- EXCERPT PROVIDED:
In 1948, Mroz went to work for the United States Secret Service. He was assigned to the presidential protection detail for Harry S. Truman.

In the fall of 1950, President Harry Truman's household was moved to Blair House on Lafayette Square while the White House was being renovated. He walked between there and his office in the West Wing. On November 1, 1950, Mroz engaged in a gunfight with two Puerto Rican nationalists who were storming Blair House in an assassination attempt on President Truman, upstairs in his quarters. One of the attackers, Oscar Collazo, shot a White House police officer at the guard house and began walking up the front steps of Blair House. After hearing the gunshots, Mroz ran through a basement corridor and stepped out of a street-level door on the east side of the House, where he opened fire on Collazo, shooting him in the chest and dropping him. Mroz stopped Collazo on the outside steps with a bullet to the chest. The incident has been described as "the biggest gunfight in Secret Service History." Two other officers took part in the shooting of the attackers.

In 40 seconds, a total of 27 shots were exchanged among officers and attackers. After the shooting ceased, Mroz discovered the body of the second attacker, Griselio Torresola, in the hedges adjacent to Blair House. He had been shot by officer Leslie Coffelt. Mroz removed a gun from Torresola's body and found two magazines of ammunition in his pockets.

In December 1951, President Truman, described as being "deeply moved," decorated Mroz and Floyd Boring with silver lapel buttons for their roles in saving him. He said they were "two straight-shooting secret service agents" and gave them formal recognition. Collazo survived and was put on trial in February 1951. At the trial, Mroz identified Collazo, "He's sitting right there with a brown suit and a red tie and glasses on." Collazo was convicted and imprisoned for decades.

==Later years==
Mroz continued to work in the presidential protection detail during the Truman and later Dwight D. Eisenhower administrations. From 1960 to 1962, Mroz was the chief of the Charleston, West Virginia office of the Secret Service, where he gained note for his investigation of a counterfeiting ring. From 1963 to 1965, he was the head of the Kansas City office of the Secret Service. He worked for the Secret Service for 26 years. By 1971, Mroz served as Deputy Assistant Director, Protective Services.

He retired in 1974 as the Deputy Assistant Director of the Uniformed Division. Mroz moved to Adrian, Michigan after retirement. He lived there for 34 years before his death in July 2008. He was the last survivor of the Truman assassination attempt.

- RECORDED DATA:

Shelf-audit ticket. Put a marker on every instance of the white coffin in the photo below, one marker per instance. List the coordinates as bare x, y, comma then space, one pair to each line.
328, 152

- QUESTIONS ON THE MATERIAL:
1. In the excerpt about Mroz, how many shots were exchanged in the Blair House gunfight?
2. List every person other than Mroz whom the excerpt about Mroz mentions by name.
3. Copy word for word the stretch of the excerpt about Mroz from "In 40 seconds, a" through "imprisoned for decades.".

- SOLUTIONS PER TASK:
1. A total of 27 shots, exchanged in 40 seconds.

2. Harry S. Truman, Oscar Collazo, Griselio Torresola, Leslie Coffelt, Floyd Boring, Dwight D. Eisenhower

3.
In 40 seconds, a total of 27 shots were exchanged among officers and attackers. After the shooting ceased, Mroz discovered the body of the second attacker, Griselio Torresola, in the hedges adjacent to Blair House. He had been shot by officer Leslie Coffelt. Mroz removed a gun from Torresola's body and found two magazines of ammunition in his pockets.

In December 1951, President Truman, described as being "deeply moved," decorated Mroz and Floyd Boring with silver lapel buttons for their roles in saving him. He said they were "two straight-shooting secret service agents" and gave them formal recognition. Collazo survived and was put on trial in February 1951. At the trial, Mroz identified Collazo, "He's sitting right there with a brown suit and a red tie and glasses on." Collazo was convicted and imprisoned for decades.